(Task statement)
Reproduce the material below line for line, without any changes.

Region outline entries
________

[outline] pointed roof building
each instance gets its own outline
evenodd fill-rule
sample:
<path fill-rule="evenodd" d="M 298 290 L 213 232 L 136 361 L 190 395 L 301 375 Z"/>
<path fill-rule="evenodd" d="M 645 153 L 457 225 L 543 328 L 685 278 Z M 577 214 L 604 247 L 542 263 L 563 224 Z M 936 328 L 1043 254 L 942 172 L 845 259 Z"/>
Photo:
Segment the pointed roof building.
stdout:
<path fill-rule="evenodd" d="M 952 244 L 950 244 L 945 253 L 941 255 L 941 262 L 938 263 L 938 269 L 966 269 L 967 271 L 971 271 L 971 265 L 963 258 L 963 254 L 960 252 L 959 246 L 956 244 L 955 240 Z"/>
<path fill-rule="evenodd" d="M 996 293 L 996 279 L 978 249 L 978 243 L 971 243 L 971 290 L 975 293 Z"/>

________

(Expected output)
[outline] pointed roof building
each instance gets its own outline
evenodd fill-rule
sample:
<path fill-rule="evenodd" d="M 298 290 L 213 232 L 136 361 L 190 395 L 301 375 Z"/>
<path fill-rule="evenodd" d="M 645 153 L 457 225 L 543 328 L 685 278 Z M 577 214 L 604 247 L 542 263 L 563 224 Z M 936 328 L 1043 254 L 942 172 L 845 259 Z"/>
Photo:
Segment the pointed roof building.
stdout:
<path fill-rule="evenodd" d="M 952 244 L 950 244 L 945 253 L 941 255 L 941 262 L 938 263 L 938 269 L 966 269 L 967 271 L 971 271 L 971 265 L 963 258 L 963 254 L 960 252 L 959 246 L 956 244 L 955 240 Z"/>
<path fill-rule="evenodd" d="M 996 293 L 996 279 L 978 249 L 978 243 L 971 243 L 971 290 L 975 293 Z"/>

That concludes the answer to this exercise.